• [Exercise]:
Reproduce the records below without any changes, starting at the line containing "of the large" and continuing through the end of the records. Include both the starting line and the final line.

════════════════

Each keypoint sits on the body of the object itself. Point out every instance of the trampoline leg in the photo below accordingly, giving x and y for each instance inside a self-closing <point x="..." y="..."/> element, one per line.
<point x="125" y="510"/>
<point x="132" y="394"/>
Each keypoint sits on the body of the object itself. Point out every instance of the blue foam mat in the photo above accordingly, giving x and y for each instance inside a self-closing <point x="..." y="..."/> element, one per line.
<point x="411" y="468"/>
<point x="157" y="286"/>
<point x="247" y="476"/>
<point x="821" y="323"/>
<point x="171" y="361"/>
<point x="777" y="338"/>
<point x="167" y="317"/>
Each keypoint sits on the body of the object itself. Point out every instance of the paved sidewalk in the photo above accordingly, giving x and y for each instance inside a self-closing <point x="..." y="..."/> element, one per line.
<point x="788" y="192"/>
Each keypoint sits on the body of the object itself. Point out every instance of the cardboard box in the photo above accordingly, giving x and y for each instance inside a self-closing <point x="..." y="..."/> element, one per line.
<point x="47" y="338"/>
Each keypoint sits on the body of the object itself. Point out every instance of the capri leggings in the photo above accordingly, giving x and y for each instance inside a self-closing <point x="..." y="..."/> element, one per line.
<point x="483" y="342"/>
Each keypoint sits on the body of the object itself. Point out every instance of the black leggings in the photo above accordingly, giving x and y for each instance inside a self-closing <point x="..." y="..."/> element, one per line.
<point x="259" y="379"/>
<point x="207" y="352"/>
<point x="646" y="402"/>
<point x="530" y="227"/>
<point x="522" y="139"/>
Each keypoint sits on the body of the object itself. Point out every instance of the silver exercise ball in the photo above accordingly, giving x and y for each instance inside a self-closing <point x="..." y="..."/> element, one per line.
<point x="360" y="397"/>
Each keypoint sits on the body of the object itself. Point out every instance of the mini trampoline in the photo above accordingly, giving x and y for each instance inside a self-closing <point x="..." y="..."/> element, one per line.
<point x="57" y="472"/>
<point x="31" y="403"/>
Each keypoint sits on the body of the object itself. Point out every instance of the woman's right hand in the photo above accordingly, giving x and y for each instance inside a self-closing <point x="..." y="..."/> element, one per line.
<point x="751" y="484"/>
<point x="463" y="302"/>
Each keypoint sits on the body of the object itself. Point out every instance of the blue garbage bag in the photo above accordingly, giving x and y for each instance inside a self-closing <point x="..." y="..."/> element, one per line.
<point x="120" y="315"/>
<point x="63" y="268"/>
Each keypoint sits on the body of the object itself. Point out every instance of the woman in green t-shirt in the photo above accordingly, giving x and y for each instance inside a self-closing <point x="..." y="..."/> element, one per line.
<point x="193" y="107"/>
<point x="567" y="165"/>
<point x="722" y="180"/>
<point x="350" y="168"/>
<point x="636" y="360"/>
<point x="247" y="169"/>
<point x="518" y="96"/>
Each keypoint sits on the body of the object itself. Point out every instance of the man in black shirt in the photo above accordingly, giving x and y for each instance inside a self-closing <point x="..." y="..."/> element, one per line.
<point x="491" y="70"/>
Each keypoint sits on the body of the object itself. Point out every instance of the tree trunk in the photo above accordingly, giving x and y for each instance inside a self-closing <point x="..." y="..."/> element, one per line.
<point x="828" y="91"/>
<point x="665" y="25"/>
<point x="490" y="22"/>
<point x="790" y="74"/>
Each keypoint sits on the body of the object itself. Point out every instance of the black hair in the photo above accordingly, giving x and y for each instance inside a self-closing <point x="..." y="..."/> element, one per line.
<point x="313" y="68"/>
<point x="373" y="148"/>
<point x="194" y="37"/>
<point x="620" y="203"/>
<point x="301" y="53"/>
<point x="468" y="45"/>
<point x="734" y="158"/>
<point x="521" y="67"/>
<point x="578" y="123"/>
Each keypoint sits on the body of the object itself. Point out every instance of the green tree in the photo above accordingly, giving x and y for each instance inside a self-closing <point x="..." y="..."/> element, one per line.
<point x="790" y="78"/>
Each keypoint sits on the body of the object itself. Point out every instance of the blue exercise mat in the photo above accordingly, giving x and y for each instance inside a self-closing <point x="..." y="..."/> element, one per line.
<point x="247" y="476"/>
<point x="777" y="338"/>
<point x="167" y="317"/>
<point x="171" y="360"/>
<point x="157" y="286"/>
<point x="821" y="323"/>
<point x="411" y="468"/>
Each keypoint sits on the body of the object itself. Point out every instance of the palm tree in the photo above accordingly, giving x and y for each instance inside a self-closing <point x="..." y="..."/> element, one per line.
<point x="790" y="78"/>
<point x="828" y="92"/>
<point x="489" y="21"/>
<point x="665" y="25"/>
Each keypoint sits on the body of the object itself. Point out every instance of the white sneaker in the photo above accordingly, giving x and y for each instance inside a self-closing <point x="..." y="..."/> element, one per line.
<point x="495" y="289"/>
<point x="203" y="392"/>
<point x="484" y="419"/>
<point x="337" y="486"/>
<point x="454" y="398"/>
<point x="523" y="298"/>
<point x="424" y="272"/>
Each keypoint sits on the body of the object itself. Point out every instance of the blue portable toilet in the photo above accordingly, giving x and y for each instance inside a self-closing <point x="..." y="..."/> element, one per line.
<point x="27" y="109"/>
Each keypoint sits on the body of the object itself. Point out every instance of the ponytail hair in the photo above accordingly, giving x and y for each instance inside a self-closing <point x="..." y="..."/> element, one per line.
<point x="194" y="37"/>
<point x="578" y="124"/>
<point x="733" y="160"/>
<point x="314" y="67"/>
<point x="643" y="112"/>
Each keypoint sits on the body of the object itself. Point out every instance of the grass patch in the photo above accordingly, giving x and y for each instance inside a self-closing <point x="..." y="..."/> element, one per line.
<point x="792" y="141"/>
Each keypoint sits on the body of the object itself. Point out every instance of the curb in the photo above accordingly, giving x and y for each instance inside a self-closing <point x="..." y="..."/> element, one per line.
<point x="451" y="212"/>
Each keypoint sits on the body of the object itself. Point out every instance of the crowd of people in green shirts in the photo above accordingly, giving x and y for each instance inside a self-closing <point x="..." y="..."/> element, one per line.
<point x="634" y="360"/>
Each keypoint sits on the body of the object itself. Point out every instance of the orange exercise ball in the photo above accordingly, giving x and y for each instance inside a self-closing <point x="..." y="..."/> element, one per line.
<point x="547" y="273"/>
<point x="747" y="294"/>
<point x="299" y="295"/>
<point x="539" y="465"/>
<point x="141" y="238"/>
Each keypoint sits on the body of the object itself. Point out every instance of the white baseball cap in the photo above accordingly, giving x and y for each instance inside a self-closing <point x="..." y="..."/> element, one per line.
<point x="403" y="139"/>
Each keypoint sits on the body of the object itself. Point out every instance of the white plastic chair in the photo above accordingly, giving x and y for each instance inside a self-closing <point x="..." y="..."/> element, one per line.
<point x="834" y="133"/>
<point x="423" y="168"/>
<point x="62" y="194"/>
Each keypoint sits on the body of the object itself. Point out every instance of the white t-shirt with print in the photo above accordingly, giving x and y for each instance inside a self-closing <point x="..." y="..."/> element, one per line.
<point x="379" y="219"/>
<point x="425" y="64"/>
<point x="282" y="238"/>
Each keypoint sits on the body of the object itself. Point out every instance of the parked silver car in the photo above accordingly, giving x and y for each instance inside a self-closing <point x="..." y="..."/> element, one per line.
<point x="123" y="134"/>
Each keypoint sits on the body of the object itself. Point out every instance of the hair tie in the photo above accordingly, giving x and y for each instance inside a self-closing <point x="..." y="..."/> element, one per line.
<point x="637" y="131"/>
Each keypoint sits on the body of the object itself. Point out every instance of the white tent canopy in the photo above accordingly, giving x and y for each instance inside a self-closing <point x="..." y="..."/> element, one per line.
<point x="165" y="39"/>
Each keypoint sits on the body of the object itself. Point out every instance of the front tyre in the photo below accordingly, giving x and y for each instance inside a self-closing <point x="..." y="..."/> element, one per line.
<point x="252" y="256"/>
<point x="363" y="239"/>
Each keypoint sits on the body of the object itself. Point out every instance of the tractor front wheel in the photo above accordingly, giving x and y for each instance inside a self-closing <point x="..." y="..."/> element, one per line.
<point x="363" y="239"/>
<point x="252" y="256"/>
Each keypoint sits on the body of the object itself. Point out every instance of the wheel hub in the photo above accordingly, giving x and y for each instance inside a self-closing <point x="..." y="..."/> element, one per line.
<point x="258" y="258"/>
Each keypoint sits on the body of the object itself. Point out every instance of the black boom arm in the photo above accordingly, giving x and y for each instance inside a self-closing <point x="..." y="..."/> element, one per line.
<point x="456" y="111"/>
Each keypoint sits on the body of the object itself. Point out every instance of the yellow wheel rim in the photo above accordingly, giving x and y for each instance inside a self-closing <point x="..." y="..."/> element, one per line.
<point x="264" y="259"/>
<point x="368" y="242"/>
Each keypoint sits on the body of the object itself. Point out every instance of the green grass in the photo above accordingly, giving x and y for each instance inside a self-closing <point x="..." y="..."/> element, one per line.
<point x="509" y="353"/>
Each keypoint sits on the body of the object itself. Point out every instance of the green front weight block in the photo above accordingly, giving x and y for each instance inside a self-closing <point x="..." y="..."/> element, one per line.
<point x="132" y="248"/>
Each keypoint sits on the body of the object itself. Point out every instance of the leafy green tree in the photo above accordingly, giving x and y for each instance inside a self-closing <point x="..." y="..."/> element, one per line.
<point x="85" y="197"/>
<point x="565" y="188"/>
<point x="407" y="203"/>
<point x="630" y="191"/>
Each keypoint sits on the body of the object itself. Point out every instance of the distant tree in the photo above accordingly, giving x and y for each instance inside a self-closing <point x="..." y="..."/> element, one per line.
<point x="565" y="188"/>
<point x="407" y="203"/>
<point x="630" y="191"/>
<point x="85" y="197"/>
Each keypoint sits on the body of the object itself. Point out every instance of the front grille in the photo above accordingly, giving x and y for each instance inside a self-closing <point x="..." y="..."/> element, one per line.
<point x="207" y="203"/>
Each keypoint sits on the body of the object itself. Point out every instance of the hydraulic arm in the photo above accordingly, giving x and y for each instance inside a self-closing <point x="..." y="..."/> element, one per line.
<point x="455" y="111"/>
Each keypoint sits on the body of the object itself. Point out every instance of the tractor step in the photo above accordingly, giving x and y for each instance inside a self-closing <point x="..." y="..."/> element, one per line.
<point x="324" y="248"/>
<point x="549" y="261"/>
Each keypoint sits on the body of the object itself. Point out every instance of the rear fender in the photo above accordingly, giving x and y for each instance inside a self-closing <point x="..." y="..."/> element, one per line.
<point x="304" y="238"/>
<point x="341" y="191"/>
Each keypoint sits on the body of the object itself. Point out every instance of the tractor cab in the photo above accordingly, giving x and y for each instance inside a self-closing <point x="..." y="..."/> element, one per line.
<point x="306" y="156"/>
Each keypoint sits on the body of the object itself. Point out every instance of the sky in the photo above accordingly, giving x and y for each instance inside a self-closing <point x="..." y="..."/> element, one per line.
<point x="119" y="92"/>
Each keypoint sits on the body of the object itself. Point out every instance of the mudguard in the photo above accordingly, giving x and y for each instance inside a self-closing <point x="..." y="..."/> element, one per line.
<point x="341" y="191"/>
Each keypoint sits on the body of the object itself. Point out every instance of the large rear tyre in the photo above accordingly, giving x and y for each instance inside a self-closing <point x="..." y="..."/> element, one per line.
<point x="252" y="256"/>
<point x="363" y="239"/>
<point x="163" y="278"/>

════════════════

• [Expected output]:
Each keypoint sits on the body of the object itself. Point out every instance of the large rear tyre in the photo above accordingly, giving x and y for each instance inside a self-closing <point x="..." y="..."/> element, one per line.
<point x="252" y="256"/>
<point x="363" y="239"/>
<point x="163" y="278"/>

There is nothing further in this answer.